• _Exercise aim_: Pick out each line in the records below that contains the string "green", treating uppercase and lowercase letters as distinct, and copy every such line in full.

• _Provided data_:
■ ■ ■ ■ ■ ■ ■
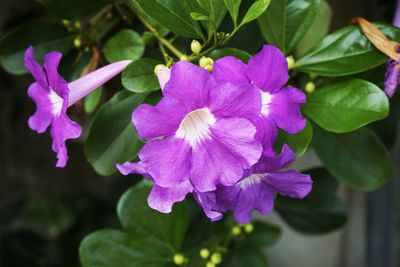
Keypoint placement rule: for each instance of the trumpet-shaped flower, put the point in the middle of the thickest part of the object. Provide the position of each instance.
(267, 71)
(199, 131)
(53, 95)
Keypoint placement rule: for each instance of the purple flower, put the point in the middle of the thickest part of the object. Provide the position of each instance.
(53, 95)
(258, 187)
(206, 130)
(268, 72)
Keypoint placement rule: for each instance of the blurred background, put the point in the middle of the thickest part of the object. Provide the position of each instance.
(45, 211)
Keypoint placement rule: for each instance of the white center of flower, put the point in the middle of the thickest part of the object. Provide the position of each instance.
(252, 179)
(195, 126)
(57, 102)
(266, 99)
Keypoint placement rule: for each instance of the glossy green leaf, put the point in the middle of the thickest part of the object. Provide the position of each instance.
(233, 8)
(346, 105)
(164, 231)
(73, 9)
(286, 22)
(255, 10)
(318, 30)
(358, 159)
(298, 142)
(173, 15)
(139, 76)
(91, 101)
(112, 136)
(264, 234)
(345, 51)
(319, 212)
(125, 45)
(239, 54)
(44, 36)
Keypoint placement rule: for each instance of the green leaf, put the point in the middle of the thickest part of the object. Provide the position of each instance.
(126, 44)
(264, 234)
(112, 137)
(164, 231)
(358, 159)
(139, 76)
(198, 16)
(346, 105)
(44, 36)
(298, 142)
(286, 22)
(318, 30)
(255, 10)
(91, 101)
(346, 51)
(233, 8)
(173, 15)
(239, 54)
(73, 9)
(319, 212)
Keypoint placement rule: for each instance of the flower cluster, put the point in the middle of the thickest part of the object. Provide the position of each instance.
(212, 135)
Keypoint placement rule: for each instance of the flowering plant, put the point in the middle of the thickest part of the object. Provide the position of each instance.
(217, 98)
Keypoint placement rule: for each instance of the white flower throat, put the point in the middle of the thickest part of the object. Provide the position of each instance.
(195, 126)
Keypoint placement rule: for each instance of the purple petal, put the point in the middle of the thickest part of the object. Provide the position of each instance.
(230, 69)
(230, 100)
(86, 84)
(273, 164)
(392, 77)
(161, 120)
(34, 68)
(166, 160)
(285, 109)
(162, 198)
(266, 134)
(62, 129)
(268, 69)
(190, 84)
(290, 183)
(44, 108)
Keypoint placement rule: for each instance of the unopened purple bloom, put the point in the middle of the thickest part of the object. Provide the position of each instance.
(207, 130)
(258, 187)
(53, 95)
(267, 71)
■ ■ ■ ■ ■ ■ ■
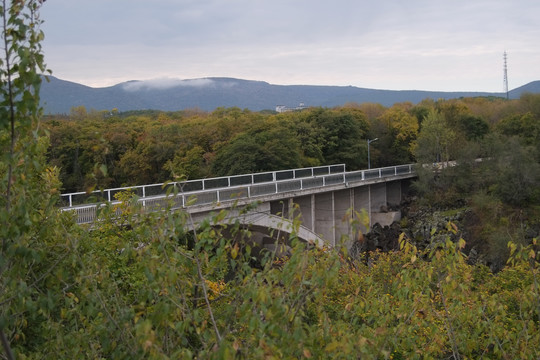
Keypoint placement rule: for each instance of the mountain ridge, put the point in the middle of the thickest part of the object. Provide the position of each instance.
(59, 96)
■ ■ ■ ■ ■ ■ ■
• _Solution to the problem_:
Keypoint placement rule: for each instance of the glossy green leaf, put the point in the middle of the thickest part of the object. Provide the position of each instance.
Keypoint placement rule: for each instance of the green leaf, put the point in the middle of the thickest part of the object. Provide the position of each instance.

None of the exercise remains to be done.